WHAT YOU HAVE TO DO: Can you return, word for word, the lines of the listing below from the line containing "Put a pin on every instance of the bridge pillar" up to and including the line containing "x=159 y=169"?

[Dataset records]

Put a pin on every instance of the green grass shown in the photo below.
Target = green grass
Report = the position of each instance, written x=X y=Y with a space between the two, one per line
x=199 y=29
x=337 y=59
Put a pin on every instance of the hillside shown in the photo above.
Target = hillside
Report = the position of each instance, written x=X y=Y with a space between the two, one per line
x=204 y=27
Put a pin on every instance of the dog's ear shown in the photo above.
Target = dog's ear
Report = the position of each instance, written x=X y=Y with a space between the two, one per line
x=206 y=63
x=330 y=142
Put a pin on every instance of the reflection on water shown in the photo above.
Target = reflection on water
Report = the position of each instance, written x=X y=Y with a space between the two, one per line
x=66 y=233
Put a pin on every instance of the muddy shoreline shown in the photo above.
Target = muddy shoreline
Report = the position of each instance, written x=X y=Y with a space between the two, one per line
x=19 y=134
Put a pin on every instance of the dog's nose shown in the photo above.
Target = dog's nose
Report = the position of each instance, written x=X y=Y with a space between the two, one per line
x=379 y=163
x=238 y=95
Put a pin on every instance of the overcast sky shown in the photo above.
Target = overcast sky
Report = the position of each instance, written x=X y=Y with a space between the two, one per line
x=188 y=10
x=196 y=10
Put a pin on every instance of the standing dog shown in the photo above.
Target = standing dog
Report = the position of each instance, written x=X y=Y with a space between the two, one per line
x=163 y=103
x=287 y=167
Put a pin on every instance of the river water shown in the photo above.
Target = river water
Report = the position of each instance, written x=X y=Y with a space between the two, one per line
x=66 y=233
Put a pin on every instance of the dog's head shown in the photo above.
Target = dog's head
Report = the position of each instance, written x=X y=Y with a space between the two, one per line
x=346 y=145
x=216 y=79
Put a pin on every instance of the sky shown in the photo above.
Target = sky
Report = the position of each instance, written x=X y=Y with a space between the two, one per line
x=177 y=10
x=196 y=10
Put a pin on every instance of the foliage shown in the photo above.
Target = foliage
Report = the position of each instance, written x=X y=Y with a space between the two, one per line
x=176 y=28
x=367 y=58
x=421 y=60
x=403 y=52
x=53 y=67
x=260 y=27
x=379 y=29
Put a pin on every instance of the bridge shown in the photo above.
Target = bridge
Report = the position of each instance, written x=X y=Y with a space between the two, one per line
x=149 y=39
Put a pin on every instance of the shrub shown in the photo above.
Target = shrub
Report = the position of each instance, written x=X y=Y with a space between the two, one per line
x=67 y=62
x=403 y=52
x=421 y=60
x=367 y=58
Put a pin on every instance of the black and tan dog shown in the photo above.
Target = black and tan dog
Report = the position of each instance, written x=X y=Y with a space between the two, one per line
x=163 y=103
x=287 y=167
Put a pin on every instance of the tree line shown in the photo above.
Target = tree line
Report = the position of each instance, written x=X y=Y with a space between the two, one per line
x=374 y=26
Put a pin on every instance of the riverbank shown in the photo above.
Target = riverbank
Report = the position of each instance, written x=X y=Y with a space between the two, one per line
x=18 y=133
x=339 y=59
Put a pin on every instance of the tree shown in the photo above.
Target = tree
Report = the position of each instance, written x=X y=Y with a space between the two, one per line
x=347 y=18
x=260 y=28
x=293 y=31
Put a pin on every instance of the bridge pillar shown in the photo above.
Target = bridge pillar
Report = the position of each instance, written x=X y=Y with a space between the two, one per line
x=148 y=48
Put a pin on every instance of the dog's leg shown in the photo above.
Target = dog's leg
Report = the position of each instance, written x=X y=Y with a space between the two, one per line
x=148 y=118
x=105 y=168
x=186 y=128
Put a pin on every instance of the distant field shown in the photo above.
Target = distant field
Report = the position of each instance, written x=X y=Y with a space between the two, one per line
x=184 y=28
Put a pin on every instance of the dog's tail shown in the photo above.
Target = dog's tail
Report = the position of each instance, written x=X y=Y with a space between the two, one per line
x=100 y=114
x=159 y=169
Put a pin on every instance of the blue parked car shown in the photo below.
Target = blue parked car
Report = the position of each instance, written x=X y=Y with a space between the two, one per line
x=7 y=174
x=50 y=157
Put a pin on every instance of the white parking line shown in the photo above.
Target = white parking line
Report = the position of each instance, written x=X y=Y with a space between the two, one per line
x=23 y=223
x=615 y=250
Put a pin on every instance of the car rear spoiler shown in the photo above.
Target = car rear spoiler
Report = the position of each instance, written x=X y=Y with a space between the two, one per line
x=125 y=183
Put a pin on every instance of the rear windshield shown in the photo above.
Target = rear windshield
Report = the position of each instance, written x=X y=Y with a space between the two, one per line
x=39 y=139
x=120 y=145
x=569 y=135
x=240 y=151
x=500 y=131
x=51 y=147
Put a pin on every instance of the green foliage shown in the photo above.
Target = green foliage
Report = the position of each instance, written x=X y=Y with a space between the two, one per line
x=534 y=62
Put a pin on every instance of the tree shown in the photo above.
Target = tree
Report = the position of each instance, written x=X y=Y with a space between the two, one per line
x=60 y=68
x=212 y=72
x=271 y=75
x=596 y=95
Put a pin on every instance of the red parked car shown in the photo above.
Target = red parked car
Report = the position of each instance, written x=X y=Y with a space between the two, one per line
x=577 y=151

==

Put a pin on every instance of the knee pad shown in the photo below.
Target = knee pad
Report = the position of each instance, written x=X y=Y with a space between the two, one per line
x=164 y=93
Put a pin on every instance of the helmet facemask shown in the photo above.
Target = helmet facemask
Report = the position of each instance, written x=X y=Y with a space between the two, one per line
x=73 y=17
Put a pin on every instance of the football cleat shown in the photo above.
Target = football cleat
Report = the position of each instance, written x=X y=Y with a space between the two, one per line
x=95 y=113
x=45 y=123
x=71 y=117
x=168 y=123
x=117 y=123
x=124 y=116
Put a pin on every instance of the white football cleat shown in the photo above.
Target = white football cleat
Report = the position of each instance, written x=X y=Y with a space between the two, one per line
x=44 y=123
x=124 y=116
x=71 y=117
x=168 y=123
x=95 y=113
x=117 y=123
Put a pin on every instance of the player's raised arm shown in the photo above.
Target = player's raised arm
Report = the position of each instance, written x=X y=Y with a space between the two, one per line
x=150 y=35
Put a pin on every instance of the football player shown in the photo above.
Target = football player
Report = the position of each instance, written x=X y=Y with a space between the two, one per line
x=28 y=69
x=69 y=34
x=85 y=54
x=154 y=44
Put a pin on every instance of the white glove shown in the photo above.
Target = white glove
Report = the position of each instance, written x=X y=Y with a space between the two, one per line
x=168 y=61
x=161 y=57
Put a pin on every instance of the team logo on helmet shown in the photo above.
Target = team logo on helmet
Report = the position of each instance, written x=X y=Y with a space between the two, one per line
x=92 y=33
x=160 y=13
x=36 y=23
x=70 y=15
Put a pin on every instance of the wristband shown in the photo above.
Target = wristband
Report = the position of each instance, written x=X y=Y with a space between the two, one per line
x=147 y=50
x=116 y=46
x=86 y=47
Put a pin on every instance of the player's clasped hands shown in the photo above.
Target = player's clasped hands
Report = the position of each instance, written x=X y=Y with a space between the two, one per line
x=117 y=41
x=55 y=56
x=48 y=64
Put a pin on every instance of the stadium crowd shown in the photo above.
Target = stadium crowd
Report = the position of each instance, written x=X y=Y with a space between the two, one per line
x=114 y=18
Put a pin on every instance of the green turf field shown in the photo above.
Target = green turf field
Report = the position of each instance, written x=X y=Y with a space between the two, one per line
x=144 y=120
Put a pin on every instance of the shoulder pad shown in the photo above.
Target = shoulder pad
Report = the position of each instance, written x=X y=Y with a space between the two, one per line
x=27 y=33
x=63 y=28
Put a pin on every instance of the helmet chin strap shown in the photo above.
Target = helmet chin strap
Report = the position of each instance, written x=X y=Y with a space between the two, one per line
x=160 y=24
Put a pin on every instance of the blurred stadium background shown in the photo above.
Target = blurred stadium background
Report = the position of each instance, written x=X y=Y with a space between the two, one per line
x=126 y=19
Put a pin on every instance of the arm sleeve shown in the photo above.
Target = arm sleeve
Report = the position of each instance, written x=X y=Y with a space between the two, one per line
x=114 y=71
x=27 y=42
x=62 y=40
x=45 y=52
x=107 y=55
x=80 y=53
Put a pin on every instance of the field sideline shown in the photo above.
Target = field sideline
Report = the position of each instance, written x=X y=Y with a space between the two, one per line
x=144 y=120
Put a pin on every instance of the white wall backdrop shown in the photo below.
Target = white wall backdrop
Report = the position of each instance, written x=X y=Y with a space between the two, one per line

...

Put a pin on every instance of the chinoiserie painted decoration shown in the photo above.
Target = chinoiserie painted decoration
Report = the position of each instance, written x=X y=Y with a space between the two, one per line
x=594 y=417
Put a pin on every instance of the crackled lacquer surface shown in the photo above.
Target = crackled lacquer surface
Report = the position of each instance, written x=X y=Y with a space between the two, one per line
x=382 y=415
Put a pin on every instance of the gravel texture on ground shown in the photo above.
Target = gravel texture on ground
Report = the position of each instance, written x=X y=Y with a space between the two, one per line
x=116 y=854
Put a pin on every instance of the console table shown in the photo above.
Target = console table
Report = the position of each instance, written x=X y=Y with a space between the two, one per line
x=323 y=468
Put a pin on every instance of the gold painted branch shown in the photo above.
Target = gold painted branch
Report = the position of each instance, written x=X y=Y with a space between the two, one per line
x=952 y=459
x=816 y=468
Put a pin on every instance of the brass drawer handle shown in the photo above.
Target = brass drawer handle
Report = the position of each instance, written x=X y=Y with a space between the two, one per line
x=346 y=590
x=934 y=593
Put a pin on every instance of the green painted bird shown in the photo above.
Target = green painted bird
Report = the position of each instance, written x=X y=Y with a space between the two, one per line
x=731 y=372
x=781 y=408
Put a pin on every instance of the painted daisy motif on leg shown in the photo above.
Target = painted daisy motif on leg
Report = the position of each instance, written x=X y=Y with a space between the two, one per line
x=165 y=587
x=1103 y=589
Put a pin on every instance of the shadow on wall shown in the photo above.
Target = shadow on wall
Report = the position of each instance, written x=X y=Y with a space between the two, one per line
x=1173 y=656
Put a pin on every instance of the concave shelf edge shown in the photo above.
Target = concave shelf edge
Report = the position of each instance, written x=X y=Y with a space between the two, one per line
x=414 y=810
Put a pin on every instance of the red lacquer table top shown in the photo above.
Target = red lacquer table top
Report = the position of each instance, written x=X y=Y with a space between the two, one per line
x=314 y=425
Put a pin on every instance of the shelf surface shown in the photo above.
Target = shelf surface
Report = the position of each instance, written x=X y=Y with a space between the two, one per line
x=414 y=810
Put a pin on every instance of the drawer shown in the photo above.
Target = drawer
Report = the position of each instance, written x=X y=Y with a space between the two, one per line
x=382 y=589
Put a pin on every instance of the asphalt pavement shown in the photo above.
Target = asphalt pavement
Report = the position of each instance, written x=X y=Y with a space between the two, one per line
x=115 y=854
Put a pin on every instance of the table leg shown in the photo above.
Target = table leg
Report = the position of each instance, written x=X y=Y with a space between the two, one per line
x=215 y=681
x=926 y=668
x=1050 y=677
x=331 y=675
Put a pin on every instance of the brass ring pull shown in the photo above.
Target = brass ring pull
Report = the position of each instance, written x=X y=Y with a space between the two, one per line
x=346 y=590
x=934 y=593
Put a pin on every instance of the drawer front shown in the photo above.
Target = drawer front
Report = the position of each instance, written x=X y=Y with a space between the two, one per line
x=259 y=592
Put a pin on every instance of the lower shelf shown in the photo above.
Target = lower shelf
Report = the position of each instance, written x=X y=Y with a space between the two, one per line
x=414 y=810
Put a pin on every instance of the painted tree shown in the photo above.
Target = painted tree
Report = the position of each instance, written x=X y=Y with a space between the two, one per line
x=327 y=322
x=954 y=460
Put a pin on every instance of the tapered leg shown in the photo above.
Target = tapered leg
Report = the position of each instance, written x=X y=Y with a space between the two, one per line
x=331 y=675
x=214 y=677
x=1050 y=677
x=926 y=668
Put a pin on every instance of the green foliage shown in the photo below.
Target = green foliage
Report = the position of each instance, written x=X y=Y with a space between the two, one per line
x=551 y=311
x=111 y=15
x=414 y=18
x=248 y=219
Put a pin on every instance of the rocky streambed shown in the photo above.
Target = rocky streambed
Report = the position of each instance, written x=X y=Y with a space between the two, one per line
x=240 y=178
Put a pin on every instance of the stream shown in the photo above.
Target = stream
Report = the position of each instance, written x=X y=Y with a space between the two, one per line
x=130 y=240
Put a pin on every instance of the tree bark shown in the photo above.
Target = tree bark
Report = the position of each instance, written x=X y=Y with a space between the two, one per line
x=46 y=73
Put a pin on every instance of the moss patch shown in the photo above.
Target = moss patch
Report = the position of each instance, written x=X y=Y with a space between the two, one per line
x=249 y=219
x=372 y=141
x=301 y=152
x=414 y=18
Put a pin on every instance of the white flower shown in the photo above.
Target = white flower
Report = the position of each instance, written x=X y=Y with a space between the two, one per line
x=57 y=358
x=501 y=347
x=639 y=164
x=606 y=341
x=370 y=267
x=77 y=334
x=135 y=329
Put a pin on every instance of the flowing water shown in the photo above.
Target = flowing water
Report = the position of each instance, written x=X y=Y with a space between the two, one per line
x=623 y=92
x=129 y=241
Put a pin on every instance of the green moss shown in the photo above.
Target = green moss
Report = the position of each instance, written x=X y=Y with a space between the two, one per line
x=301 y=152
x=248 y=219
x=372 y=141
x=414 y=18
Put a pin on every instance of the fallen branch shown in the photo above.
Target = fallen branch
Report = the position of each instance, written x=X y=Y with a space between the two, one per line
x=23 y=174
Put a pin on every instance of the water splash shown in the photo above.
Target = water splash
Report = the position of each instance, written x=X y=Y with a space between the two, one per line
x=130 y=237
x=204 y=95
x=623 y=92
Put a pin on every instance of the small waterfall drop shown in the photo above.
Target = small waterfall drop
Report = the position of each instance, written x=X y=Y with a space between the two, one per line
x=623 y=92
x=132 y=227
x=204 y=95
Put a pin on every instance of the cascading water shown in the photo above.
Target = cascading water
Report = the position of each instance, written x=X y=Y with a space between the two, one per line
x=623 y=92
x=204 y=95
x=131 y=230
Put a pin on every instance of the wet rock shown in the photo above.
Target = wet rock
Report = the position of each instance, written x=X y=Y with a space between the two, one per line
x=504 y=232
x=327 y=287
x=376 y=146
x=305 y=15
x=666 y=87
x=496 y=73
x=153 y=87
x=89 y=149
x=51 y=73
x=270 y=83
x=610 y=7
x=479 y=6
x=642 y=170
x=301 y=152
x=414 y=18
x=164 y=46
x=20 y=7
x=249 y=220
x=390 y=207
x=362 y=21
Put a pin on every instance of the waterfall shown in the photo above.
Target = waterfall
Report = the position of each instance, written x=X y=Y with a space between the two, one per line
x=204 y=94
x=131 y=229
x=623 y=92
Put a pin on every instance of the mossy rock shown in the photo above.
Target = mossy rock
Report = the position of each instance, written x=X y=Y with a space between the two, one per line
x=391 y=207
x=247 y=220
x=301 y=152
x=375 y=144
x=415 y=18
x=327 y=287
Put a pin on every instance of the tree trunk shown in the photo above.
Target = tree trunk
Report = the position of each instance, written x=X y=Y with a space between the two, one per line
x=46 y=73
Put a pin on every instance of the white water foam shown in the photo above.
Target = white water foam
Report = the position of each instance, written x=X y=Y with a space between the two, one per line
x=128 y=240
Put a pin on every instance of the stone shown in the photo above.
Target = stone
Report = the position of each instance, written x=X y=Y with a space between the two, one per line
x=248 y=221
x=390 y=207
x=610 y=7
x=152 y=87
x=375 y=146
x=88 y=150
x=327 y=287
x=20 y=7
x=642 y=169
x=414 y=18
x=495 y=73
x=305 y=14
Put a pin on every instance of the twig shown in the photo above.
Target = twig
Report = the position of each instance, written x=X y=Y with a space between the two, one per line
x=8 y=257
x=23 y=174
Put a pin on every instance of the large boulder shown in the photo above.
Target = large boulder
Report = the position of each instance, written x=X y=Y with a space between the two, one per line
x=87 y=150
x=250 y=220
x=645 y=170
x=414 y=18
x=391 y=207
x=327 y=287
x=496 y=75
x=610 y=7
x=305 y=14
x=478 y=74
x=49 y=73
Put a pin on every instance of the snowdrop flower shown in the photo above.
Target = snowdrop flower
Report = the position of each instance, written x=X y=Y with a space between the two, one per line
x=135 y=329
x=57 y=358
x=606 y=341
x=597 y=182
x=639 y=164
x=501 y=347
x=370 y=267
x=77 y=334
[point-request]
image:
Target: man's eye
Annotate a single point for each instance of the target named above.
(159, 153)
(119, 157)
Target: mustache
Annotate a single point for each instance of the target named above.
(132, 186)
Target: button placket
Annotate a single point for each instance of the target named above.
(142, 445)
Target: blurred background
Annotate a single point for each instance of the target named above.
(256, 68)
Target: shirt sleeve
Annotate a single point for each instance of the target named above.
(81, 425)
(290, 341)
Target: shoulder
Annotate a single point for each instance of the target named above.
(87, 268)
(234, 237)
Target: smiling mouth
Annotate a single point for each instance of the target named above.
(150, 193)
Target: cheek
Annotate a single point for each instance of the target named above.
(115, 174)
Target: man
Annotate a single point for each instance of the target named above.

THE REPLY:
Put a pin on every instance of the bridge pillar shown in the photo above.
Target = bridge pillar
Report = the position of each instance, written x=X y=Y with a space between the two, one per line
x=148 y=48
Put a pin on every instance of the dog's leg shown in the photo above.
Target = dog's leg
Report = the position of each instance, written x=X y=Y with a space between the two, one per line
x=148 y=118
x=105 y=168
x=186 y=128
Put a pin on every instance of the distant field shown in the photo above.
Target = distant field
Report = the position of each instance, written x=X y=Y with a space between the two, one per line
x=184 y=28
Put a pin on every instance of the dog's tail shown in the photo above.
Target = dog's tail
Report = the position of each instance, written x=X y=Y with a space between the two, one per line
x=100 y=114
x=159 y=169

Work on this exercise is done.